#### WHAT IS REQUIRED:
Please count the lines below that contain the word "column", and reply with that number alone.

#### DATA SUPPLIED:
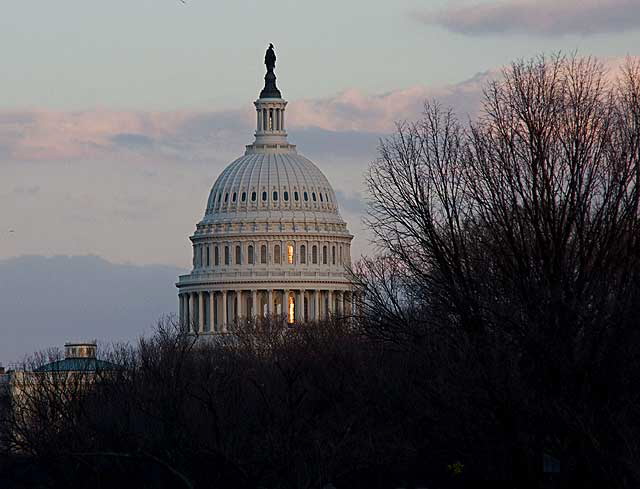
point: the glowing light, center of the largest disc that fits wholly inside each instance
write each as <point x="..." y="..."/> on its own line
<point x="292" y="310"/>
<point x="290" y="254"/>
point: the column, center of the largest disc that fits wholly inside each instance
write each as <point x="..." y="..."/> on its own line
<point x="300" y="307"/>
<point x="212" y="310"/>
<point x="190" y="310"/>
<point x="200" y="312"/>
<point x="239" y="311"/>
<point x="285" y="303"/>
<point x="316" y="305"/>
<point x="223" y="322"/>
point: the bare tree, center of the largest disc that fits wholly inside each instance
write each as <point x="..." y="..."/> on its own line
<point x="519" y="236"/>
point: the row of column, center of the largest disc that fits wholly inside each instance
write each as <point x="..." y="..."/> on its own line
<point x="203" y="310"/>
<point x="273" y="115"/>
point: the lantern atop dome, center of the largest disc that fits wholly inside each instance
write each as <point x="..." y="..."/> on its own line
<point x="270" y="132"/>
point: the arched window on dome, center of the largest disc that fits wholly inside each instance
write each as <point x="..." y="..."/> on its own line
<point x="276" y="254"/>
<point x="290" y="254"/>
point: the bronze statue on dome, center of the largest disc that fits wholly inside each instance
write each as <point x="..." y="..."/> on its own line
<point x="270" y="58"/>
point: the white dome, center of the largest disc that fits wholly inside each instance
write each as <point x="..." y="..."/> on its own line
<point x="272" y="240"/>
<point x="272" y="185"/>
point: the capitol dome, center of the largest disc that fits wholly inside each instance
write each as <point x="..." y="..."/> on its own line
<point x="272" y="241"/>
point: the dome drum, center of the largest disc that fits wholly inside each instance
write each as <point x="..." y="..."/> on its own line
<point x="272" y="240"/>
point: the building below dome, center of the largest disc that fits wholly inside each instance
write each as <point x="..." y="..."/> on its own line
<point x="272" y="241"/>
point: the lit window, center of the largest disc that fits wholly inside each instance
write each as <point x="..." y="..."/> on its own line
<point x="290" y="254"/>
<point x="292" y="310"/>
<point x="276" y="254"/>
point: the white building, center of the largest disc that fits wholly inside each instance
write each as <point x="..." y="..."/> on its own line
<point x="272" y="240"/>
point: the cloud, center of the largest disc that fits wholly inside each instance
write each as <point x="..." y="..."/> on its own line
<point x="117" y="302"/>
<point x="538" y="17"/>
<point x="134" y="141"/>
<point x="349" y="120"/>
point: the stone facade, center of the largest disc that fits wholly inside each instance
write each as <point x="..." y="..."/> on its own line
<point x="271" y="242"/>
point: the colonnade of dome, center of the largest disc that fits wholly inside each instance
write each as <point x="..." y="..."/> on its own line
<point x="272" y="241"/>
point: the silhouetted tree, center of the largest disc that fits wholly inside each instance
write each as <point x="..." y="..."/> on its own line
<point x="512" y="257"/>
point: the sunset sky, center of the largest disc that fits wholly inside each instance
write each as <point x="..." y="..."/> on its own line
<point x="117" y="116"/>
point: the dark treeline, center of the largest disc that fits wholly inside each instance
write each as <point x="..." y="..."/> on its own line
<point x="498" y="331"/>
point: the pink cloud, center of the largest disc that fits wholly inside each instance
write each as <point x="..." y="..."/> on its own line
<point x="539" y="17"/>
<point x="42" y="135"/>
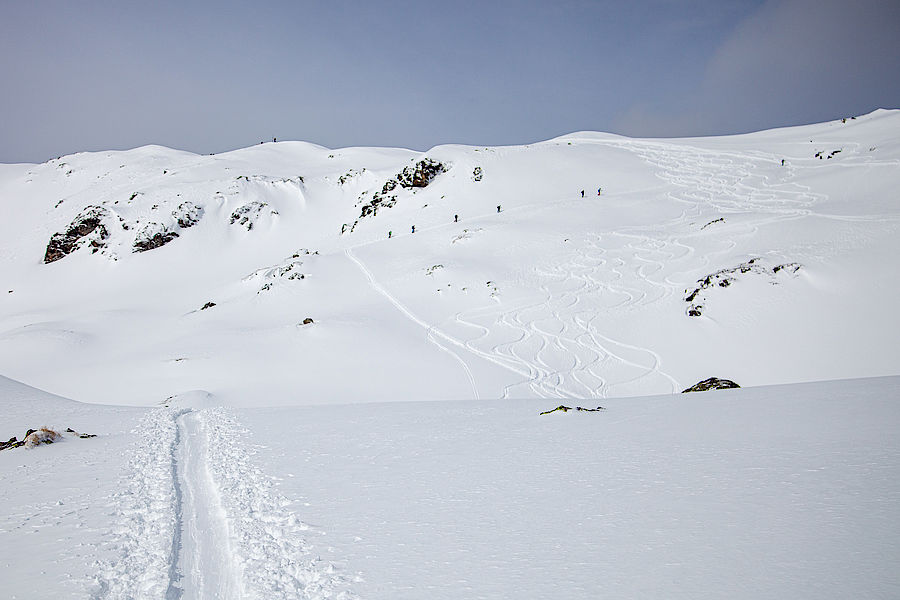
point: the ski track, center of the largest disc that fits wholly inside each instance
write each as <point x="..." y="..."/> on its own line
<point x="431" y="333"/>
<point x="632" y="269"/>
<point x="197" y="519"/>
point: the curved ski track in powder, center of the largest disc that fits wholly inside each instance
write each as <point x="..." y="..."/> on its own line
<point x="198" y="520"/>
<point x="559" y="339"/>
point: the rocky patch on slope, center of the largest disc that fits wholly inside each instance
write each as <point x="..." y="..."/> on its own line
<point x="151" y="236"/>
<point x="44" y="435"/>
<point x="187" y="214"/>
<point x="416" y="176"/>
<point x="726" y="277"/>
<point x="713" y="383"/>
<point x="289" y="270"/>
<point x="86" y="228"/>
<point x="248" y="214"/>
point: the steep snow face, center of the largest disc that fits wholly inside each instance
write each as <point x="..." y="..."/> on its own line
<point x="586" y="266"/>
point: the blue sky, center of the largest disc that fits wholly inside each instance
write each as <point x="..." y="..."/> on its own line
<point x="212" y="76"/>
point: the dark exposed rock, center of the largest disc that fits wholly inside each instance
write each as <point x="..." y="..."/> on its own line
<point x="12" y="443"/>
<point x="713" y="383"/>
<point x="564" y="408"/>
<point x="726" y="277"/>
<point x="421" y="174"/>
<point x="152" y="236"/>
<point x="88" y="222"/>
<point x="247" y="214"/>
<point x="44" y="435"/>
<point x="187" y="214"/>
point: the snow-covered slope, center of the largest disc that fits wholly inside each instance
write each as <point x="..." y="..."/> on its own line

#### EXERCISE SOLUTION:
2